THE PROBLEM: Write out the whole listing again, exactly as given.

MATERIALS PROVIDED:
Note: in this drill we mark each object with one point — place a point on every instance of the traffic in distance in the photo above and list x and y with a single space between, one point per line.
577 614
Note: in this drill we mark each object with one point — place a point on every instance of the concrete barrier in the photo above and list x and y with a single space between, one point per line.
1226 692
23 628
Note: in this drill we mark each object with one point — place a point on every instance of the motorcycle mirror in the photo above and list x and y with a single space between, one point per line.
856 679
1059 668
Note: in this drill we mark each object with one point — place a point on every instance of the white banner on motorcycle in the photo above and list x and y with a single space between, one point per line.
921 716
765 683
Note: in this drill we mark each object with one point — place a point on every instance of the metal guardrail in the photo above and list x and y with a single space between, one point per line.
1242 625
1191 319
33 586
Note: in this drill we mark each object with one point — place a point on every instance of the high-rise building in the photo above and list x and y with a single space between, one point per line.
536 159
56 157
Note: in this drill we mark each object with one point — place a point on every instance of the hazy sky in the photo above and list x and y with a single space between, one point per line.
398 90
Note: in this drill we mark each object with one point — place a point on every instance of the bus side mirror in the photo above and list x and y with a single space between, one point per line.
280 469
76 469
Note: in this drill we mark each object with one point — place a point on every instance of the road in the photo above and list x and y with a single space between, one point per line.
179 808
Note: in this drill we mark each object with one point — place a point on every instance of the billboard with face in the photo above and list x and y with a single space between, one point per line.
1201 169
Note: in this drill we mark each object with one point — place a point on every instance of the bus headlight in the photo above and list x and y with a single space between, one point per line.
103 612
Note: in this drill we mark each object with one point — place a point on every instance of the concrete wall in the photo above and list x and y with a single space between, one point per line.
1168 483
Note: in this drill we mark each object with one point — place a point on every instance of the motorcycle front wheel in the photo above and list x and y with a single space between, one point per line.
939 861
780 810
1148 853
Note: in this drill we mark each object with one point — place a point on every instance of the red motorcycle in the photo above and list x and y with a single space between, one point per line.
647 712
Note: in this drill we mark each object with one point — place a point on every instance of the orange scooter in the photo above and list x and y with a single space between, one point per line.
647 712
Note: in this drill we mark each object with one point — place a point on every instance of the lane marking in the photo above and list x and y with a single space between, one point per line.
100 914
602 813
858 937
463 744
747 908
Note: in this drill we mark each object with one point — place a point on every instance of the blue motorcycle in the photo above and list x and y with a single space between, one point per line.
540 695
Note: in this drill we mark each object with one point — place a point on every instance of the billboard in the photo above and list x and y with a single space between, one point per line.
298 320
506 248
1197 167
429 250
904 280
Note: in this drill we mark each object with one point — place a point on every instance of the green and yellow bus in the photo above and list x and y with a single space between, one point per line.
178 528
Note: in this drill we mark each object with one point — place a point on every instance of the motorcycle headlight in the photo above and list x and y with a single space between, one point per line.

RESULT OF THIS EXERCISE:
Note: in this drill we mark each object with one point — place a point on every instance of the traffic in distance in the photo above and list x and y with a single space between, one point per line.
577 614
Note: in this drill we mark each object with one point — place a point on every instance of the concrete barrier in the photo above and list x and y with a single space between, one point per line.
1226 692
23 628
Note: in this drill we mark each object with one point — place a point on every instance of the motorcycle mirror in the photo above and list x and y with a single space between, one point per line.
856 679
1059 668
Note: in this drill we mark each object with one point — place a point on every instance of the white banner on motorcycle in the photo above and list x and y with a single space between, one point per line.
921 716
765 683
Note: in this drill we mark each object with one point — place a point on every instance of the metal guardrail in the photo above and list x and y with a single space between, one point per line.
1242 625
1191 319
33 586
Note: in this drill we mark each object with one point — place a point on every instance of the high-rise building in the photo above and list x and y with a single space between, one point per line.
536 159
56 157
Note: in this drill we mark each object with one point — place a point on every instance of the hazy sky in the photo above and list x and y with a single space between, one point per line.
398 90
Note: in this drill we mark each object with one point — place a point on every instance of the bus side mirror in the photo above and list x and y with a single space between, one point per line.
280 469
76 469
Note: in this drill we mark each object with one point — place a point on every instance of the road in the photo above and list x and y with a single space between, one point per line.
179 808
Note: in this drill we mark each object with one point — place a point on every instance of the billboard with face in the photo above and list x and y with a single space between, one point per line.
1201 169
Note: in this drill we mark each object with one point — place a point on every instance of the bus headlight in the photo above and list x and y with a single space between, one point per line.
103 612
Note: in this drill we mark each object with one point — place a point on every instance of the concrete wall in the photo above and list x and y with a single space between, one point per line.
1168 483
Note: in this drill we mark each object with one point — place a point on every instance of the motorcycle front wheel in the photo above and list x and y with a single space between, one point per line.
939 861
780 810
1148 853
Note: in this drill we mark each object with one point — place a point on every instance of the red motorcycle in the photo above and list x and y with a single space between, one point per line.
647 712
Note: in this drill we mark each object with one point — place a point on every instance of the orange scooter in the photo above and list x and y with a single space between, one point per line.
647 712
Note: in this drill we mark each object with one point — place a point on every instance of the lane marking in the photo above and list x and y with a single space between, one point per line.
100 914
602 813
858 937
463 744
747 908
Note: in this drill we mark each object with one point — place a point on every instance of the blue motorcycle in the photo above and list x and y with a single space between, one point per line.
540 695
Note: in this drill we mark each object with one point — place a point on every instance of the billboard in the photo above and list x and y with a single space between, one point per line.
298 320
506 248
1197 167
429 250
904 280
Note: in this drill we mark each object with one point — place a point on every instance of the green and yellow bus in the photo above and list x and y with a single space between, one point per line.
178 528
Note: in this drill we mark each object with one point — place a point on every instance of the motorcycle headlight in the photo above and list x and y with a single space between, one point per line.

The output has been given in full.